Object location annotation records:

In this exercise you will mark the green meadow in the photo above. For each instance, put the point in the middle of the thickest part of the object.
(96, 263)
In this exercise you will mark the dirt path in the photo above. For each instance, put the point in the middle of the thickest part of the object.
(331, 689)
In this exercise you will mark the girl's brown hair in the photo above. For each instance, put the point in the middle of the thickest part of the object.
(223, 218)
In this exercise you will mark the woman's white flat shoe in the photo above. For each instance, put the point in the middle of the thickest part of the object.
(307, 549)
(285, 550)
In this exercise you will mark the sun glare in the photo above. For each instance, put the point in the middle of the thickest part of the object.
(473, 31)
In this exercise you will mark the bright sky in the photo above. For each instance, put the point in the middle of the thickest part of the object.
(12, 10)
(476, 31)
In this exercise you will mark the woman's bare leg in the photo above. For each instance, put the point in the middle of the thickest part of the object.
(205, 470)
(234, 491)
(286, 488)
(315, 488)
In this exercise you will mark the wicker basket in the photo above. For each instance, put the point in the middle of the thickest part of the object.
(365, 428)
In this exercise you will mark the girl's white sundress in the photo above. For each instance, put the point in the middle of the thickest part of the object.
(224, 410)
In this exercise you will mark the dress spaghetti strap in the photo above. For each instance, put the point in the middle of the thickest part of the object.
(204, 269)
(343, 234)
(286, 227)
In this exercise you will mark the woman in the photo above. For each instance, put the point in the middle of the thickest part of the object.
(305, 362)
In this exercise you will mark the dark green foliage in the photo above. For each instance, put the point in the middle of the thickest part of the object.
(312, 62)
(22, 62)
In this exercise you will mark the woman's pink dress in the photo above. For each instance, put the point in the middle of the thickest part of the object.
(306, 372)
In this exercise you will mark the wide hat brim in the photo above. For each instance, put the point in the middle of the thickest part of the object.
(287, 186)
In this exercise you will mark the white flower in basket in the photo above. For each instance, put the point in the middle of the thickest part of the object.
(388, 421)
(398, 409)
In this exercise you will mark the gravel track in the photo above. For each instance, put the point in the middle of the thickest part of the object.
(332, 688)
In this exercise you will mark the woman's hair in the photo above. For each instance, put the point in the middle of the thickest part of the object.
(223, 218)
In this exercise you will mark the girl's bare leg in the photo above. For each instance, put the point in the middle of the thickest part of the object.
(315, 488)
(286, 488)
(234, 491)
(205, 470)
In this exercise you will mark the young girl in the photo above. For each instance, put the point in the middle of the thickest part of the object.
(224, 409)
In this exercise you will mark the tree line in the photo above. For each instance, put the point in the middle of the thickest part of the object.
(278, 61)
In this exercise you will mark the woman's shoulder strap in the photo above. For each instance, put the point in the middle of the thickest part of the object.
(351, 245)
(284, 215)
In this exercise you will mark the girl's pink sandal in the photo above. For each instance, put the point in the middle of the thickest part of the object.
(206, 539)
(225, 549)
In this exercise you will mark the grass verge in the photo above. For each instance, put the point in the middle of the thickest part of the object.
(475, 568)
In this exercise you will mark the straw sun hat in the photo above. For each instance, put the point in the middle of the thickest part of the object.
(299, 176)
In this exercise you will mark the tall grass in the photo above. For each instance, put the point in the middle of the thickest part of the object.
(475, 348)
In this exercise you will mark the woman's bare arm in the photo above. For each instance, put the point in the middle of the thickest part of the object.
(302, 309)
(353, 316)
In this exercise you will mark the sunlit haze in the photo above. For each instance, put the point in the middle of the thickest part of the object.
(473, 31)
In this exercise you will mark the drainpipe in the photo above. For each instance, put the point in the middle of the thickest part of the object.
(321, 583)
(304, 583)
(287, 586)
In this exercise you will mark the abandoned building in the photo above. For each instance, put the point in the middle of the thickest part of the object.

| Do this |
Please retype these lines exactly as they appear.

| Expected answer |
In this exercise you will mark the green meadow in the photo above. For each instance, put the point in the middle of the thickest part of the object.
(96, 263)
In this exercise you will mark the dirt path in the photo above. For each instance, put the point in the middle of the thickest part of the object.
(331, 689)
In this exercise you will mark the girl's brown hair in the photo above. For each instance, put the point in the middle of the thickest part of the object.
(223, 218)
In this exercise you will mark the woman's white flat shoe in the photo above. For each instance, put the point in the middle of the thickest part of the object.
(307, 549)
(285, 550)
In this exercise you will mark the sun glare in the photo above. For each instance, put the point in the middle of the thickest part of the object.
(473, 31)
In this exercise you will mark the bright sky in the photo above. For each instance, put the point in the middle of the thickest part of the object.
(12, 10)
(476, 31)
In this exercise you will mark the woman's bare leg in the photo above. For each instance, put the point in the middle of the thickest part of the object.
(205, 470)
(234, 491)
(286, 488)
(315, 488)
In this exercise you will mark the wicker basket in the photo above. For each instance, put the point in the middle of the thickest part of the object.
(365, 428)
In this exercise you will mark the girl's white sundress in the photo above. For each instance, put the point in the middle of the thickest part of the object.
(224, 410)
In this exercise you will mark the dress spaghetti strap in the photo above. For each instance, put the point in the middle of the thickest part of the object.
(204, 269)
(343, 234)
(286, 227)
In this exercise you will mark the woman in the photo above. For each instance, put the point in the middle of the thickest part of the object.
(305, 362)
In this exercise you will mark the dark green foliage in the photo above. For each instance, put the point in the middle of the thickest part of the object.
(312, 62)
(22, 62)
In this exercise you will mark the woman's pink dress in the photo above. For each instance, put the point in the middle of the thickest part of the object.
(306, 372)
In this exercise you will mark the wide hat brim in the photo above. For each instance, put the point in the middle of the thickest part of the object.
(287, 186)
In this exercise you will mark the white flower in basket in the photo above. For each instance, put the point in the middle of the thickest part of the object.
(388, 421)
(398, 409)
In this exercise you will mark the gravel track in the photo above. For each instance, put the point in the middle of the thickest part of the object.
(332, 688)
In this exercise you will mark the woman's hair in the photo above. For each instance, put the point in the middle of the thickest part of the object.
(223, 218)
In this exercise you will mark the girl's bare leg in the photo above. For each instance, put the point in the middle of the thickest part of the object.
(315, 488)
(286, 488)
(234, 491)
(205, 470)
In this exercise you will mark the young girl in the photo above. For each instance, put the point in the middle of the thickest part of the object.
(224, 409)
In this exercise you will mark the tree line in the photo above. For each instance, put the point in the middle of the thickest part of the object.
(278, 61)
In this exercise you will mark the woman's shoulder strap in the photo above. For each instance, put the point in the middle of the thickest part of the object.
(351, 245)
(284, 215)
In this exercise you will mark the girl's pink sandal in the photo above. For each instance, put the point in the middle of the thickest part of the object.
(206, 539)
(225, 549)
In this exercise you will mark the grass verge in the photo above. For each instance, put the point in the middle of the thickest part of the object.
(475, 568)
In this exercise you will mark the straw sun hat in the photo above. For each instance, put the point in the middle of the thickest part of the object.
(299, 176)
In this exercise you will mark the tall grass in the photo above. For each instance, put the point in the middle of the thickest part of the object.
(475, 348)
In this exercise you will mark the woman's bare arm in the photo above. For each instance, put the point in the middle of the thickest part of the object.
(302, 309)
(353, 316)
In this exercise you will mark the sunlit haze in the photo above. For each instance, put the point in the middle of the thickest part of the object.
(473, 31)
In this exercise you will mark the drainpipe in the photo above. For each instance, put the point in the middle of the thickest part of the object.
(321, 583)
(304, 583)
(287, 586)
In this exercise you will mark the abandoned building in the photo above. For each instance, put the point in the middle of the thickest part of the object.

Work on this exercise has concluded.